▶ **Task objective**
Output the line containing "TARGET: inter logo" and all subsequent lines of the listing below, copied exactly, with no other lines.
[Begin Entries shown]
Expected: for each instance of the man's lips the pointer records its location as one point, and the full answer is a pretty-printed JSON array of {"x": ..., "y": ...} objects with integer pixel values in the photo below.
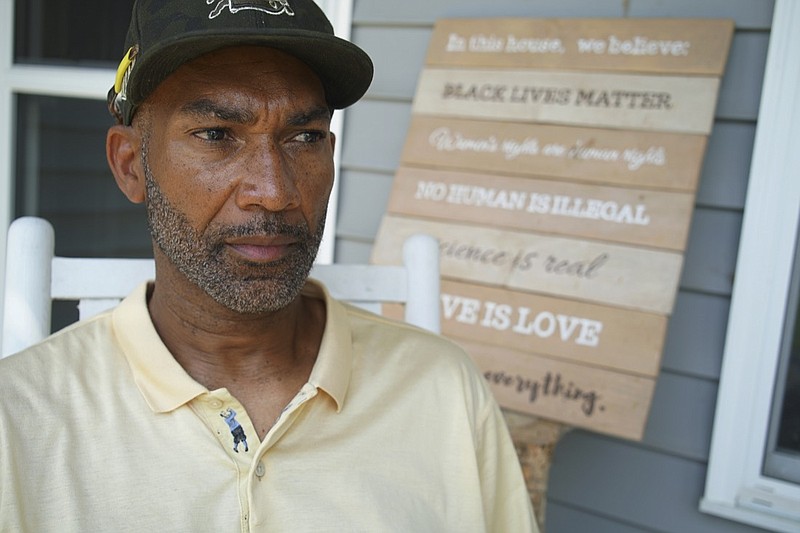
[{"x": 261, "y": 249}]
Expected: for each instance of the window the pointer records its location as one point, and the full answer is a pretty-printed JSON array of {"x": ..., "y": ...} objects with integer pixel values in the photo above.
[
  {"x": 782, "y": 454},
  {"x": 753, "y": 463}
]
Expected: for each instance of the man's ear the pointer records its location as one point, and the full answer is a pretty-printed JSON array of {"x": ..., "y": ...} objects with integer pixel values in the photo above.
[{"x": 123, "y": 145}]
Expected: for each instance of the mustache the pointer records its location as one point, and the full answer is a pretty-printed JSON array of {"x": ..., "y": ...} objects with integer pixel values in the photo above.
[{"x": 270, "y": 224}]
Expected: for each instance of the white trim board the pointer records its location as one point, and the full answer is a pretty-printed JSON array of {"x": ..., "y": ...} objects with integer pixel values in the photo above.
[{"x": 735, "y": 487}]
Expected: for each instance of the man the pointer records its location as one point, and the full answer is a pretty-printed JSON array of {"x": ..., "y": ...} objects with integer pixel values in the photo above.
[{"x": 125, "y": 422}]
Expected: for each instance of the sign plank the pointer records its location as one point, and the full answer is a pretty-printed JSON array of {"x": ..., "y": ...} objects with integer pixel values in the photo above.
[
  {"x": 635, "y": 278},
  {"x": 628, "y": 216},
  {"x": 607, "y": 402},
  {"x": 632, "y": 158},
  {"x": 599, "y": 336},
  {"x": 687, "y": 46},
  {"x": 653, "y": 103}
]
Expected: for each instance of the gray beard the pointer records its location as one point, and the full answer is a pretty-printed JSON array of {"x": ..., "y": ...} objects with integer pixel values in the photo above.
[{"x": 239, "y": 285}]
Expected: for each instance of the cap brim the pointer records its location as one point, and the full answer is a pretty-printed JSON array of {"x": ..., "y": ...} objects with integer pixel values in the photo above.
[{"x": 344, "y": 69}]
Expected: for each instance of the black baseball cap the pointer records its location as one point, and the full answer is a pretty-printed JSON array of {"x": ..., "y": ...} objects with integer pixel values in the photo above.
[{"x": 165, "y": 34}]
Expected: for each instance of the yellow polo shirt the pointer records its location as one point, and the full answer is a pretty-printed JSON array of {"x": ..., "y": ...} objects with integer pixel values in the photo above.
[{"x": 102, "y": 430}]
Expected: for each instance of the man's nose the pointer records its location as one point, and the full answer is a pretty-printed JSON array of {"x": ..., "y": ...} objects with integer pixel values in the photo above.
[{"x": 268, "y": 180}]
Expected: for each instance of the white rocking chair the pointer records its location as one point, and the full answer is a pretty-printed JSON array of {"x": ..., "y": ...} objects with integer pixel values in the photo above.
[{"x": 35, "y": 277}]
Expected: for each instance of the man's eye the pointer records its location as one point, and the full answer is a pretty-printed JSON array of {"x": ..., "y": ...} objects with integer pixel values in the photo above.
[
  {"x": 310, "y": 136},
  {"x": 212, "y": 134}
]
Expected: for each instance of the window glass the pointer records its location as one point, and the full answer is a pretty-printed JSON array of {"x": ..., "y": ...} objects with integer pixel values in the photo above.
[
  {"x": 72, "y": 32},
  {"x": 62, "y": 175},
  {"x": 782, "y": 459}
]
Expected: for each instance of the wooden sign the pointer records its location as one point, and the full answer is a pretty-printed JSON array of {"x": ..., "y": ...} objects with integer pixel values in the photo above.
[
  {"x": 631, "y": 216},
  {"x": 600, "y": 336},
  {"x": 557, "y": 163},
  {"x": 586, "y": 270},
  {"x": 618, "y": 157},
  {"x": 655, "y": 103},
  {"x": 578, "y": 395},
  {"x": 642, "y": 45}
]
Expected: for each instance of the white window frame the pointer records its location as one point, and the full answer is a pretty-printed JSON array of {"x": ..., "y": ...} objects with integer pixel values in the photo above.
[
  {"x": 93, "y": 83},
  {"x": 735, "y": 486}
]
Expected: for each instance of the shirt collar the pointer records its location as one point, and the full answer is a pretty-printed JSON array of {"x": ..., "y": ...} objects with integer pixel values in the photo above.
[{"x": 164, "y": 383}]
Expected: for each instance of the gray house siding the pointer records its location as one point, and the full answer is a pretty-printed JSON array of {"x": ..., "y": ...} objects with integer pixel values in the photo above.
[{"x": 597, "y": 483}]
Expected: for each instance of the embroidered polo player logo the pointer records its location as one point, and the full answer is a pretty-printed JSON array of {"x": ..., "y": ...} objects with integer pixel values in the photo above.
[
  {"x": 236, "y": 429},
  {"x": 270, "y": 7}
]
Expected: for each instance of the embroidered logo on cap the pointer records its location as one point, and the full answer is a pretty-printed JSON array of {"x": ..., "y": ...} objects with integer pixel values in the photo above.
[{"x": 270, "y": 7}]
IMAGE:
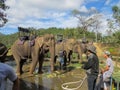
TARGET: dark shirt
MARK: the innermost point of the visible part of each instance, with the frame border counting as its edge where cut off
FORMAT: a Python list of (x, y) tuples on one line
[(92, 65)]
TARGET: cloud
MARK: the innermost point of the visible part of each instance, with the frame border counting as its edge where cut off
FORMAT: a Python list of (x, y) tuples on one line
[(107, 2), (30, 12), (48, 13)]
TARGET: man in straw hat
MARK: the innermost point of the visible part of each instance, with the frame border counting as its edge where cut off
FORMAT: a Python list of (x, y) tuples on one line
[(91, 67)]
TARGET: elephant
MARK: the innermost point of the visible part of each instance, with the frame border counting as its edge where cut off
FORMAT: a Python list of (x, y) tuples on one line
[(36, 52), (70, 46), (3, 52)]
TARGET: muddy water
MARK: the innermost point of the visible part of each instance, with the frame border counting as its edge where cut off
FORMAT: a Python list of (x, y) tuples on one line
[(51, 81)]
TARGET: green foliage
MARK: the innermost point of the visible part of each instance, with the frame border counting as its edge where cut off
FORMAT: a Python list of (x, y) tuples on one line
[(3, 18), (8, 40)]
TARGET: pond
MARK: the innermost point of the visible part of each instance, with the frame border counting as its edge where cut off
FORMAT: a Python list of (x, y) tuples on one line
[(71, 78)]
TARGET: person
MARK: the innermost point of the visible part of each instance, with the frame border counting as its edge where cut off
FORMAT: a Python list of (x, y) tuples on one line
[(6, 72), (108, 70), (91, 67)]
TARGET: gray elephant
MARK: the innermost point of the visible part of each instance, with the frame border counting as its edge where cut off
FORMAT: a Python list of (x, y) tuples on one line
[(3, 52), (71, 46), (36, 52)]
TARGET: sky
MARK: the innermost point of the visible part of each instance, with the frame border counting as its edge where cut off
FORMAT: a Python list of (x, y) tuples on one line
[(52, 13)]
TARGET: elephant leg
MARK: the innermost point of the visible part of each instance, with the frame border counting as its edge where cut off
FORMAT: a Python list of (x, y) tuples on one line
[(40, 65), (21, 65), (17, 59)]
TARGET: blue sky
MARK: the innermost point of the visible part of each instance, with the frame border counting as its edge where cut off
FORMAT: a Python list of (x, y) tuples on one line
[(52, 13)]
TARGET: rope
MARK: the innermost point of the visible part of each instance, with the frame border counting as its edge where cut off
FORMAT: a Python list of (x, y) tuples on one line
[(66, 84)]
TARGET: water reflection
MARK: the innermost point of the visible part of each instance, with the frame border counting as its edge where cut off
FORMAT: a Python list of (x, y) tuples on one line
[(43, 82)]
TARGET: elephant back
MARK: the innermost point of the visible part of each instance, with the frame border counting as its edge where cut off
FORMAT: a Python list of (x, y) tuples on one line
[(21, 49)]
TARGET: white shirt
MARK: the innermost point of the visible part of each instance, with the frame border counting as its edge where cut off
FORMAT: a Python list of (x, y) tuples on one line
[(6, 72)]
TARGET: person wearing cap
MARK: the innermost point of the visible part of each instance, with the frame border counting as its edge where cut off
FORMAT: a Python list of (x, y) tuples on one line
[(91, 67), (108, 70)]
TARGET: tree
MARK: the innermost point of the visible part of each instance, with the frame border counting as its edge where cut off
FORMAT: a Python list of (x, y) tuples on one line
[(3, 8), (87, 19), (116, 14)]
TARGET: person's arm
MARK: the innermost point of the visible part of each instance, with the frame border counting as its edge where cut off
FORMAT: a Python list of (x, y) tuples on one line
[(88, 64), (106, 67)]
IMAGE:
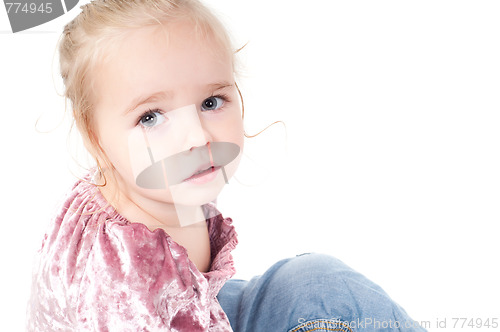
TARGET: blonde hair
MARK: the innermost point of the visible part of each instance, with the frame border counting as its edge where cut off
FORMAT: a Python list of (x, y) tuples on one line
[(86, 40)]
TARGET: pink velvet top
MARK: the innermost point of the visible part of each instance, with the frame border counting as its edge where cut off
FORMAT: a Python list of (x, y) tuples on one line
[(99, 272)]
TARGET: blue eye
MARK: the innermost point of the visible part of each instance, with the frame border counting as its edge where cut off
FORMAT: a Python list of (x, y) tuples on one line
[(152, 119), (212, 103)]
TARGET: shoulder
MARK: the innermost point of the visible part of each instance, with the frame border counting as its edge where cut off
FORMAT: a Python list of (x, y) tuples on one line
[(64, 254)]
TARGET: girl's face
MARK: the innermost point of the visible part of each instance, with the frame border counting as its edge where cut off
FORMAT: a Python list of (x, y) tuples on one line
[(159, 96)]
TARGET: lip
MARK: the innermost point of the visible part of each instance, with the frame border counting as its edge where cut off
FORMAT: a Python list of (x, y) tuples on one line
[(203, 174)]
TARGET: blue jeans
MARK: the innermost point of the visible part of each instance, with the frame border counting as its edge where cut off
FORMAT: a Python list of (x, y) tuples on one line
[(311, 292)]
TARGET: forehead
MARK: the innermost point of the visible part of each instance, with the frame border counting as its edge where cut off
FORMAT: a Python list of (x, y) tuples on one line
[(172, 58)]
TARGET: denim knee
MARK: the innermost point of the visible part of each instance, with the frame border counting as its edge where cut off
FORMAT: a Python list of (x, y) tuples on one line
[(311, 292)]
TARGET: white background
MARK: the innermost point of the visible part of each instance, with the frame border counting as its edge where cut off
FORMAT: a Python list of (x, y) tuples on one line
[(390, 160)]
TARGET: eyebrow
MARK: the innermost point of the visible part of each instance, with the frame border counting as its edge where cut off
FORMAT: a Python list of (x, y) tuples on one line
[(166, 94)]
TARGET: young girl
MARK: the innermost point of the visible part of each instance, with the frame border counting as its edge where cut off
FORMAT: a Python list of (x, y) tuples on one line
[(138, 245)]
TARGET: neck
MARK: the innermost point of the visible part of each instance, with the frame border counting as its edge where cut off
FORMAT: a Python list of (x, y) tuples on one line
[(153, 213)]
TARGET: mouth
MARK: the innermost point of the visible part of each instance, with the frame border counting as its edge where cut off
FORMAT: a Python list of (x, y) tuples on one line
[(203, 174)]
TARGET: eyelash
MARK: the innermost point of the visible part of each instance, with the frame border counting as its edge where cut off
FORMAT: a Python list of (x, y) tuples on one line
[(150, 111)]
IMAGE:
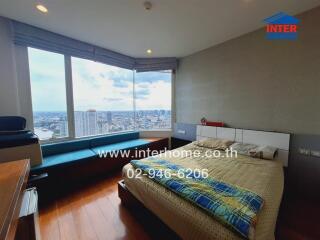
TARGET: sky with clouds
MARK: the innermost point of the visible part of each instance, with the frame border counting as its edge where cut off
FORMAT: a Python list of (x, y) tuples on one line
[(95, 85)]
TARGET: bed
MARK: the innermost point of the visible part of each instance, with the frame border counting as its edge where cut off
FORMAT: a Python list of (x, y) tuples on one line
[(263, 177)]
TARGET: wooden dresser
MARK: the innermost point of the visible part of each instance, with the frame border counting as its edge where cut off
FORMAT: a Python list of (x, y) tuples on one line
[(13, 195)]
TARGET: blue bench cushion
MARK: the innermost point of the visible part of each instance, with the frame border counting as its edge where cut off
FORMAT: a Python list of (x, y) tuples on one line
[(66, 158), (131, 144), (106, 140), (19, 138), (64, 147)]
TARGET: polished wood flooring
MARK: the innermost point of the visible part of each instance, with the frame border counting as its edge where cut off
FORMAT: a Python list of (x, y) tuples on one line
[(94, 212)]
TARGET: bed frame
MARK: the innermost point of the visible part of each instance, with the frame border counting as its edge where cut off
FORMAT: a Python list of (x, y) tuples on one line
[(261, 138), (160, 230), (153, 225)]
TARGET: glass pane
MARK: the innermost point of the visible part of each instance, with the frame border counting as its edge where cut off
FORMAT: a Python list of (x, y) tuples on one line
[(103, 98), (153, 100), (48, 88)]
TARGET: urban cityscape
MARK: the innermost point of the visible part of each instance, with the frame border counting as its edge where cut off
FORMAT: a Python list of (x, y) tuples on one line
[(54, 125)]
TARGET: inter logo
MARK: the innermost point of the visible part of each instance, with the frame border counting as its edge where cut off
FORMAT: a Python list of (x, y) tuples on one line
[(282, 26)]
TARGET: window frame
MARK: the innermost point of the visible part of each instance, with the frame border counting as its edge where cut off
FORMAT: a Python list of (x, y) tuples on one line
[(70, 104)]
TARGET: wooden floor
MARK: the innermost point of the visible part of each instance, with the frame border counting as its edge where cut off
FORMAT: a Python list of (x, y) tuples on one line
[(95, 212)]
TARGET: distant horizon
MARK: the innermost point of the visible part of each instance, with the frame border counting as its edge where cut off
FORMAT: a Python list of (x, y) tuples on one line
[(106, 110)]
[End Entries shown]
▶ **Worked solution**
TARGET: inter logo
MARK: the innermost point of the visible part of each instance, with the frame border counting as its edge where cut off
FORMAT: a Python list of (x, y) tuples on one line
[(282, 26)]
TARGET: window frame
MARK: the innermost point of the visible part of each instance, with the frame border counting as its edge where cut off
FORMAT: a Python list of (x, y) tuples on one line
[(70, 104)]
TARGET: wooden floor
MARK: the innermost point of the visible part of each instance, with the frame border counting as its edge where cut off
FORMAT: a Python list of (x, y) tuples on one line
[(95, 212)]
TARGET: distant horizon
MARK: the innermost point of the visible part of each instance, with the frame border counting as its edge where cut off
FORMAT: a Python list of (x, y) tuples on one line
[(106, 110)]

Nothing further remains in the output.